**TASKS TO CARRY OUT:**
• 1. In the article on Ze Frank's talk, why does he say it is time to rethink "the way we think about growth and success"? Answer in one to three sentences.
• 2. Could you extend the article on Ze Frank's St. Louis talk, picking up after its last sentence?

**EXCERPT:**
———

Buzzfeed's Ze Frank advises St. Louis media pros to "crush on humanity"

Ze Frank (@zefrank), executive vice president of video at BuzzFeed, spoke to a group of media and marketing professionals in St. Louis, MO yesterday. Members of Social Media Club Saint Louis and 314 Digital were invited to Purina's headquarters in downtown St. Louis to hear Ze (pronounced "Zay") speak about some of the elements of video marketing that make Buzzfeed videos so - for lack of a better term - "viral."

He started off his 20-minute talk with an assessment on the current state of social media today: "You might expect we'd see some new content types that we had never seen before, and that hasn't happened," says Ze, referring to popular social media content types such as text, images and video. 

He said we've seen "no significant advances in saying 'I'm sorry' in 2,000 years." So if we haven't even changed the way that we say "I'm sorry," and we haven't seen any radical new content formats in recent years, then, Ze says, it's time to rethink "the way we think about growth and success."

Social content is reliant on culture, the individual's background and history. So as marketers interested in creating popular content that gets shared, we have to figure out how to create content that plays to those individuals' culture, background and history. 

Ze used an analogy of "the crush" - that head-over-heels obsessive kind of adoration we feel for someone when we have "a crush."

"The content doesn't change in a crush," he says. "That one person becomes special. They are different because the attention you pay to them is so intense. You see many more facets of who they are, and they shine in a different way."

So, much like the way we form a crush on an individual, we have to look at our media opportunity today as giving us more access and opportunity for us, as marketers, to crush on humanity. 

"The opportunity right now in media is redefining what it means to be social & what it means to be human. Culturally, we start to form placeholders when we think about people or dogs or any visual," says Ze. "The last ten years has pushed us to a level of understanding media beyond just the placeholders we have for them in our minds and get more specific. Instead of thinking 'What's viral?', Just ask yourself 'Why do I share things with other people?' Watch yourself when you post stuff to see what you write along with posts and videos."

———

**DATA EXTRACT:**
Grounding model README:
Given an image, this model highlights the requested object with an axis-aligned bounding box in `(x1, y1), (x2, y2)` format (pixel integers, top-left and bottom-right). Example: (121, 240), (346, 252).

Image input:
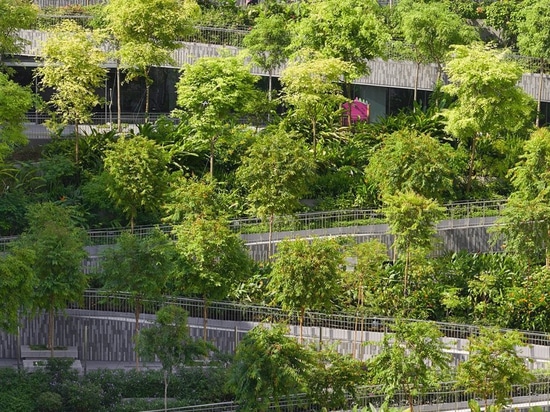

———

**RESPONSES FOR EACH TASK:**
• 1. He says it because no new content types have appeared beyond familiar ones such as text, images and video. He adds that there have been "no significant advances in saying 'I'm sorry' in 2,000 years."

• 2.
You might find yourself saying things like:

  • "I never knew people thought like this before."

  • "Hey we were just talking about this the other day."

When you do this, you are using media as a placeholder for conversation.

Identity is one of the primary ways that we use media to express identity in a way that's better than how you could express it on your own. We identify with media content based on genetic factors, location experiences or orientation, sexual preferences and orientation, race and much more. So the content we produce and put out there as marketers can become popular and resonate well with our audience when it speaks to how people identify themselves. 

Ze encouraged his audience to look for the "small subtleties of being a human in a very different way." And this is something that Buzzfeed is very, very good at.

Let's take a look at the three videos that Ze then shared with the group:

"There is a way of crushing on the human experience," says Ze. "Crush on your experience - on things you thought were normal. Don't look for some crazy new paradigm. Just shift your attention toward things that are niche aspects of an individual's perspectives on the world, their identity. This is an ethically rife view of social media."